Records supplied -
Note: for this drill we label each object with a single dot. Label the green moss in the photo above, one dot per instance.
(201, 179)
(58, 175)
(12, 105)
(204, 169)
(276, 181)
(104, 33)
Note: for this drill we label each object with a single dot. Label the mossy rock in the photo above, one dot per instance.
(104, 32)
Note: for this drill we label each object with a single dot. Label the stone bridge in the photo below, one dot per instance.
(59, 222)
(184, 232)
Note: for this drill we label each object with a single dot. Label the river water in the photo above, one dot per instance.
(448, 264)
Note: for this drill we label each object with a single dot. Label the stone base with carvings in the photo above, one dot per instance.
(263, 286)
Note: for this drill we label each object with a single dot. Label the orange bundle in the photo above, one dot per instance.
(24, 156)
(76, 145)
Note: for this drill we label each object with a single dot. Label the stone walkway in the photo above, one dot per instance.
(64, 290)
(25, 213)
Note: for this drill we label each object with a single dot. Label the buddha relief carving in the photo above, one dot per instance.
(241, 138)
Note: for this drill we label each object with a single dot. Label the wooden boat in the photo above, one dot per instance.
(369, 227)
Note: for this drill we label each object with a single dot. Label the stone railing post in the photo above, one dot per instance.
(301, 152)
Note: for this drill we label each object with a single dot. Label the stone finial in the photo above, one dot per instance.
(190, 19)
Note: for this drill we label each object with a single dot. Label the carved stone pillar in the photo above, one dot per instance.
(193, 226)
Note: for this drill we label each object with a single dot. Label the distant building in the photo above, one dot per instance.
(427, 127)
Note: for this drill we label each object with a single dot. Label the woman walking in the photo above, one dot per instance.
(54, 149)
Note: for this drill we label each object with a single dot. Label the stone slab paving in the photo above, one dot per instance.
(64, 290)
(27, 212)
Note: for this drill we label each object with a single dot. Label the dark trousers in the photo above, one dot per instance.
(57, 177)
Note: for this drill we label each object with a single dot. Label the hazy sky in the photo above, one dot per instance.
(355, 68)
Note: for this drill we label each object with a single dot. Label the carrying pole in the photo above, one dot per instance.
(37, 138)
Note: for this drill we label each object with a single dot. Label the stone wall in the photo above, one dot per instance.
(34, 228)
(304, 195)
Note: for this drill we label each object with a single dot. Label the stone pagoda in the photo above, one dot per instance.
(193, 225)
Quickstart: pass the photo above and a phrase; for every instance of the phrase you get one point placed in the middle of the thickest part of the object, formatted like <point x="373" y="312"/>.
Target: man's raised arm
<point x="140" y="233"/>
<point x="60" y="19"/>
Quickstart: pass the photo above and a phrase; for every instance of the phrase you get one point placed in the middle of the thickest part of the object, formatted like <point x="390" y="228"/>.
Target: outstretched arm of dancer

Activity - If a line in the records above contains "part", copy that line.

Written response -
Quickstart: pass the photo above and a phrase; for every instance of the phrase you get one point placed in the middle of the thickest part of the object, formatted like <point x="373" y="312"/>.
Quickstart: pass the photo above and a phrase; for every instance of the phrase you get one point placed in the middle of the thickest part of the object, formatted like <point x="390" y="228"/>.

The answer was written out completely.